Bruno Marchal
>
> Le 09-août-06, à 18:08, Colin Geoffrey Hales a écrit :
>
> > Platonia has not been instantiated. Our universe has.
>
>
> The problem with such a conception is that it seems to need a form of
> dualism between Plato Heaven and terrestrial realities.
> With the comp hyp, all there is is (arithmetical) Platonia.
> Instanciation is relative and appears from inside.
>
>
I'm interested in building an AI inside this structure with us. There may be
a relationship between this AI and platonia in the same way (whatever way
that is) our perceptions may make use of it. Evolution didn’t need to be all
fussed about it...neither am I. I could agree with you or disagree ...it
would have no effect on the outcome.
>
> > Being the stuff, the substrate. It's the only thing actually
> > instantiated.
>
>
> This seems, imo, contradicts what you I remember you said somewhere
> else (or I'm wrong?), mainly when you say, in a monist frame, that
> everything is relational.
>
>
The stuff is the relation happening. The particular relational outcome we
inhabit is it...the substrate...the structure of which we are part that
appears like it does to us inside it.
>
> >>> The fact is that
> > there
> >>> is no such thing as a 'third person'.
> >>
> >> Ontologically ?
> >
> > No, experientially.
> >
> > Nobody experiences 'third person'. Everybody has a 1st person
> > experience
> > only. There is no such thing as an objective view.
>
> I think that many people confuse third person view and 0 person "view".
> I will probably (try to) clarify this in the "roadmap-summary". I
> agree there is no "objective *view*, but I think there is a notion of
> objective reality, although such a reality is not necessarily knowable
> as such.

**Data excerpt:**
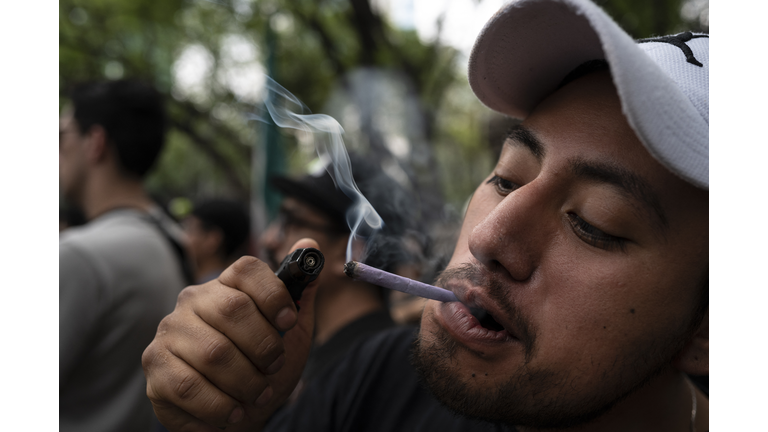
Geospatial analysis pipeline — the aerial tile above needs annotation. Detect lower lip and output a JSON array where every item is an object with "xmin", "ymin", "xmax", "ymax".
[{"xmin": 435, "ymin": 302, "xmax": 518, "ymax": 348}]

**Actions to take:**
[1] In the exchange about Platonia, what is described as the only thing actually instantiated?
[2] Carry on the exchange about Platonia, picking up after its final sentence.

**Task-by-task outputs:**
[1] The stuff, the substrate.

[2]
Nomenclature gnomes at work again! I think what you call "objective reality"
is what I call the substrate...the relational structure that is the
universe.
>
> > Furthermore it also seems to have us duped that further considerations
> > of
> > mathematical idealisations and abstractions in general likewise tells
> > us
> > something about the composition of the actual underlying natural
> > world....
> > for example that it is the result of a computer running one of our
> > abstractions.
>
>
> With comp I would say we can prove that "the composition of the
> underlying world" have to emerge, NOT as the result of a computer
> running one of our abstractions (like in Schmidhuber's theory for
> example) but on all possible computations existing in Platonia, and
> well defined through that miraculous Church's thesis. The quantum would
> emerge from digitalness seen from digital entity. Physical realities
> would be number theoretical realities as seen by relative numbers.
>
> Bruno
>
I'm interested in the 'natural mathematics' of the relational structure and
how it can be utilised by us to make artifical versions of us and the
creatures around us. The key to it is the messy, smelly meat called brain
material, not considerations of platonic realms or postulated computations
therein. It may be that what we find will be generalised later into COMP and
other systems of abstraction, but that will change nothing for me trying to
build an AI with the reality we inhabit. Like I said above...the structure
built us on its own...and didn’t need a maths book to do it..because it
literally is the maths...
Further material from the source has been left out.